[[ SOURCE RECORDS open ]]

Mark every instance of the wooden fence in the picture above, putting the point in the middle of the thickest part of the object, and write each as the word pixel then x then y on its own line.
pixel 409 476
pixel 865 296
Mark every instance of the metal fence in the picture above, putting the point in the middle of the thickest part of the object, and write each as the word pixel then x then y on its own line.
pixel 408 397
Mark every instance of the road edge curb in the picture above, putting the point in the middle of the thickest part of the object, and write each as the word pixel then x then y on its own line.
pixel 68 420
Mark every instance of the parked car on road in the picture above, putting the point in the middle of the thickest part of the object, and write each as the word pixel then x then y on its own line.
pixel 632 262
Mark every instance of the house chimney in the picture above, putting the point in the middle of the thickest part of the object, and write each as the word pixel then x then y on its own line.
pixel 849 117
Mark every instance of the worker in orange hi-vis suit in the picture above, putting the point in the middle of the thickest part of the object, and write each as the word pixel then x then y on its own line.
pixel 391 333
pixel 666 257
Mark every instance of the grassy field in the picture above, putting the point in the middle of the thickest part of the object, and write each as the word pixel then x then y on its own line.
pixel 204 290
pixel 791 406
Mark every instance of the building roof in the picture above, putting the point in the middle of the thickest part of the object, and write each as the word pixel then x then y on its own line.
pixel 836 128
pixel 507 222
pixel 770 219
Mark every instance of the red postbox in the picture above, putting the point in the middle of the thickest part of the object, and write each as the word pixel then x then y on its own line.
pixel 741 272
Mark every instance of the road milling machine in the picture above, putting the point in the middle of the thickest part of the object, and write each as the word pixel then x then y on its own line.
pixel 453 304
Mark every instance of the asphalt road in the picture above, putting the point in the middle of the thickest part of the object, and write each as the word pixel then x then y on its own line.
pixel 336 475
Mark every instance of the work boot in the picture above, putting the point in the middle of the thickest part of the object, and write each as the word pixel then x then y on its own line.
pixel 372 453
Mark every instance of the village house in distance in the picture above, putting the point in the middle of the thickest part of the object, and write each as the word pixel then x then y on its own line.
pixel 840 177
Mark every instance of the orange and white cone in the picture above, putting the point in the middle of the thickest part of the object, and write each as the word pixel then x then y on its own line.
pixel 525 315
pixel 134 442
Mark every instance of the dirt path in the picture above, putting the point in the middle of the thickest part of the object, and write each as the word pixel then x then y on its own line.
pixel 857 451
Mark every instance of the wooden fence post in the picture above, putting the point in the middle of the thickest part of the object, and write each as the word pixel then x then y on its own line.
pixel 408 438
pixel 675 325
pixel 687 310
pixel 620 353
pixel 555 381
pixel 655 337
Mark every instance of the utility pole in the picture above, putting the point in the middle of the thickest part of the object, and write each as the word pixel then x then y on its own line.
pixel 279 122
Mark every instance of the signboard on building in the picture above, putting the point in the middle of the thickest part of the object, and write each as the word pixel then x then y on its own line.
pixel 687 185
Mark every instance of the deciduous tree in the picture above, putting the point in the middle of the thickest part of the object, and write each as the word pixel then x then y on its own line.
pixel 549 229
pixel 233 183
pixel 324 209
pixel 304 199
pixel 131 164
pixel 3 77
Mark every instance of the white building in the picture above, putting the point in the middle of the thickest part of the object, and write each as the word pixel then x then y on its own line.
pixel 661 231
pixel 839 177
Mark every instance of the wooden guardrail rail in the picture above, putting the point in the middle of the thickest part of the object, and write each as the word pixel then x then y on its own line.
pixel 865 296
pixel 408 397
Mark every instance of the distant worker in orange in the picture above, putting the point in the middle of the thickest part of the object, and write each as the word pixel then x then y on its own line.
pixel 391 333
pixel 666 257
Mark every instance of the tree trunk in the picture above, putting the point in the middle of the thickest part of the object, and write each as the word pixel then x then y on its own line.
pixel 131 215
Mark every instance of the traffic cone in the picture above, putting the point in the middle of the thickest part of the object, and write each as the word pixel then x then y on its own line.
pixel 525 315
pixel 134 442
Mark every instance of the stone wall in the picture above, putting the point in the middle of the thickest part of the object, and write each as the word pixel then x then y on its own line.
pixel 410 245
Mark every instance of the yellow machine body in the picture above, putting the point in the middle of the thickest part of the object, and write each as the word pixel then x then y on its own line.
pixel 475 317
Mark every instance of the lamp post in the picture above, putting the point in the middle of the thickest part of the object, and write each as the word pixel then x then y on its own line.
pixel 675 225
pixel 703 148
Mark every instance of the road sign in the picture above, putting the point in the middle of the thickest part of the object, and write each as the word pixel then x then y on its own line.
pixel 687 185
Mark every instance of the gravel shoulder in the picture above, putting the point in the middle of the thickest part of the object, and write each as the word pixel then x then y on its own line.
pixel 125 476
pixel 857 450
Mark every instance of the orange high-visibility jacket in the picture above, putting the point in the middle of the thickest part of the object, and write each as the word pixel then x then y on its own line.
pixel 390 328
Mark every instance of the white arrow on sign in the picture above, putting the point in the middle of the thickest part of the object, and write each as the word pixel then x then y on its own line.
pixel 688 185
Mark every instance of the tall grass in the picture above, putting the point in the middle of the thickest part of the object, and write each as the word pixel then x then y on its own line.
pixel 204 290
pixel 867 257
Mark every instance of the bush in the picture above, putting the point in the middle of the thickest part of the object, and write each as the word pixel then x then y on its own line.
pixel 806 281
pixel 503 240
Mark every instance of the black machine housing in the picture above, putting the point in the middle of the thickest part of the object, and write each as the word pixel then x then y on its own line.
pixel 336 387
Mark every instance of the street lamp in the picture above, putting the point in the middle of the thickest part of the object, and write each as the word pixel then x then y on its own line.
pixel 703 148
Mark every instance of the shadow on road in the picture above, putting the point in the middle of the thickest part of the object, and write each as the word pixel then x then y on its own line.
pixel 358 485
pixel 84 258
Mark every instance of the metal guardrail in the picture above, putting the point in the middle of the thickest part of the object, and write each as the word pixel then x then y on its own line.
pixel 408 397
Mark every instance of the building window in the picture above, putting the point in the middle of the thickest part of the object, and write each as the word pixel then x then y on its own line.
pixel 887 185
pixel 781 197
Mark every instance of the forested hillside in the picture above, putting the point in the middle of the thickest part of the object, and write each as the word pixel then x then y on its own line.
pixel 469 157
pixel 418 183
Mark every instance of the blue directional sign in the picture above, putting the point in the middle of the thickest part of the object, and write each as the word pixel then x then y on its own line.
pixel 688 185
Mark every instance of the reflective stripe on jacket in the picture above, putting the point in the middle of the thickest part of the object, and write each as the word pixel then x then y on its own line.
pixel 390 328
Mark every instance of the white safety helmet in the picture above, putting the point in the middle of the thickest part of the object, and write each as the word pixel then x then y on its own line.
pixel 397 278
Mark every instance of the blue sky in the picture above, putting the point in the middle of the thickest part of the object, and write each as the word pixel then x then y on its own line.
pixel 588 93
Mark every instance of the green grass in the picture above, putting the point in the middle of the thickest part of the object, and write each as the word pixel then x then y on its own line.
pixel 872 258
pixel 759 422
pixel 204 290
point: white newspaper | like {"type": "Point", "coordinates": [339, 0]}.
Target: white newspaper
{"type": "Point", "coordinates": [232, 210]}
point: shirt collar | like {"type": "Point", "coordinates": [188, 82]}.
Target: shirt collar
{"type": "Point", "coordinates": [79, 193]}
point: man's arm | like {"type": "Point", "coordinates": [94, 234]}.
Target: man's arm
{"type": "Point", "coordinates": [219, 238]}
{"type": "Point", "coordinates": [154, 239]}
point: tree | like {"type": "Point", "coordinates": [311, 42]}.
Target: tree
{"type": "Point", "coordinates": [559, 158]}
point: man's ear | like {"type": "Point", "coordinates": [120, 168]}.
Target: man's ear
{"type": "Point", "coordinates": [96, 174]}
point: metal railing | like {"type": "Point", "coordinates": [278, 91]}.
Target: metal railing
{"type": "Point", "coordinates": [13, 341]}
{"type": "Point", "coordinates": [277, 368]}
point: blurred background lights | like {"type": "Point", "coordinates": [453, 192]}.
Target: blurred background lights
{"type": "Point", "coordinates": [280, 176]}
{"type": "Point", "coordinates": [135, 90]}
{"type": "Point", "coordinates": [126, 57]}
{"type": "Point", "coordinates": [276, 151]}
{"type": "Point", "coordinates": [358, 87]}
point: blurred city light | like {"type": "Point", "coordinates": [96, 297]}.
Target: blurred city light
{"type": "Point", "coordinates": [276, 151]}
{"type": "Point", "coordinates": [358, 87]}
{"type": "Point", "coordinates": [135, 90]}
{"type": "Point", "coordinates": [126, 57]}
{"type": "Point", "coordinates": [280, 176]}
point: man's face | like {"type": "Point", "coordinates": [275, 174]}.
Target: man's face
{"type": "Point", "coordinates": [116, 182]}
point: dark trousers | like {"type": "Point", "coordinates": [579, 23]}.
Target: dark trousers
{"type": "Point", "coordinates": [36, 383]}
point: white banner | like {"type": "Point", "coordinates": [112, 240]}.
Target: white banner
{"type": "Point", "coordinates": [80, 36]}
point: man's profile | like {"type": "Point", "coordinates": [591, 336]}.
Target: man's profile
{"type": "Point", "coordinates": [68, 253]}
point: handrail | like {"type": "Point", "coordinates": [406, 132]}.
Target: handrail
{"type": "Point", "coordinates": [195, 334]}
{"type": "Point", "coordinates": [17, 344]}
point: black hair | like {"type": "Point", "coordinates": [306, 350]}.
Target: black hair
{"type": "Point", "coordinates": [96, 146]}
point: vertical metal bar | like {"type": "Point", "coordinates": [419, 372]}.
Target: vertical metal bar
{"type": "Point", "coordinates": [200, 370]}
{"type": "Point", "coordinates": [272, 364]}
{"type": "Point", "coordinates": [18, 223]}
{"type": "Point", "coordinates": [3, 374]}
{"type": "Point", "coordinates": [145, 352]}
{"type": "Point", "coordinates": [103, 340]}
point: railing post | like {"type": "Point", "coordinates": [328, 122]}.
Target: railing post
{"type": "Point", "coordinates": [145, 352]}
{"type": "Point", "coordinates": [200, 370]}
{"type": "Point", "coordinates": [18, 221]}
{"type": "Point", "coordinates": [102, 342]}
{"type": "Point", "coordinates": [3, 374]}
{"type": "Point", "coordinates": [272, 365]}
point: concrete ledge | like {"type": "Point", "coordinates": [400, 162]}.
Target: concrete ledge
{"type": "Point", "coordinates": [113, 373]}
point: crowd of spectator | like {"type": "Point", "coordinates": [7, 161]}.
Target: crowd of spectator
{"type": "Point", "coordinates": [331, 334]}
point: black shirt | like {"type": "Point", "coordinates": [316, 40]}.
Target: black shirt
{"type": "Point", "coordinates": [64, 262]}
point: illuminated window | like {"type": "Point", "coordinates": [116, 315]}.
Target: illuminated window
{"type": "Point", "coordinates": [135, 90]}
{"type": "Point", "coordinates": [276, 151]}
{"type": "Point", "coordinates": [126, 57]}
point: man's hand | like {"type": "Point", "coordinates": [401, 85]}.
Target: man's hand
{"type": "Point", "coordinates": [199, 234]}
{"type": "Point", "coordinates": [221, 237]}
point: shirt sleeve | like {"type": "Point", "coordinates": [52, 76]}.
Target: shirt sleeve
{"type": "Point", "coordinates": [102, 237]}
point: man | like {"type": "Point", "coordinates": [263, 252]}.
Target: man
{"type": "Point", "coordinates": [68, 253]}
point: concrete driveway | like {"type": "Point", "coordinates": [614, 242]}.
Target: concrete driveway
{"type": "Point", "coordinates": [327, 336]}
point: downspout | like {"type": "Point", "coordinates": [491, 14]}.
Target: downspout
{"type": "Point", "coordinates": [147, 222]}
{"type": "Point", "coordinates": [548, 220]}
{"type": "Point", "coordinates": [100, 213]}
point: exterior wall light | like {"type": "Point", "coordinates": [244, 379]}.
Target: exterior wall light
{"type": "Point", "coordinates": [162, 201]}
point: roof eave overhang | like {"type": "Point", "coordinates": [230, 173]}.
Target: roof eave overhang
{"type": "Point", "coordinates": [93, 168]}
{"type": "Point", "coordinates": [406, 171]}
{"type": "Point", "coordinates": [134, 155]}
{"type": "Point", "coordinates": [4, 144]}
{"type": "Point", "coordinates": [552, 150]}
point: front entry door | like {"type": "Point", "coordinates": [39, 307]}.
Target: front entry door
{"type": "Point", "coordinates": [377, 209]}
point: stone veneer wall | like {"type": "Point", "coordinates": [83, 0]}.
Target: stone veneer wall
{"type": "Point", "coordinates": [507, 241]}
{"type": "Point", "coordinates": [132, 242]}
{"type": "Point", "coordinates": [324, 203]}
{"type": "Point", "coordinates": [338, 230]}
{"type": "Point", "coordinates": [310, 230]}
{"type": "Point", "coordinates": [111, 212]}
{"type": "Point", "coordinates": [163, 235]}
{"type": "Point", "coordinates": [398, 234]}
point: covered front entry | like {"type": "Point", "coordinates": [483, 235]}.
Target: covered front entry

[[ SOURCE RECORDS closed ]]

■ PROBLEM
Reproduce each line of the material in which the string "covered" occurs.

■ WRITTEN SOLUTION
point: covered front entry | like {"type": "Point", "coordinates": [483, 235]}.
Target: covered front entry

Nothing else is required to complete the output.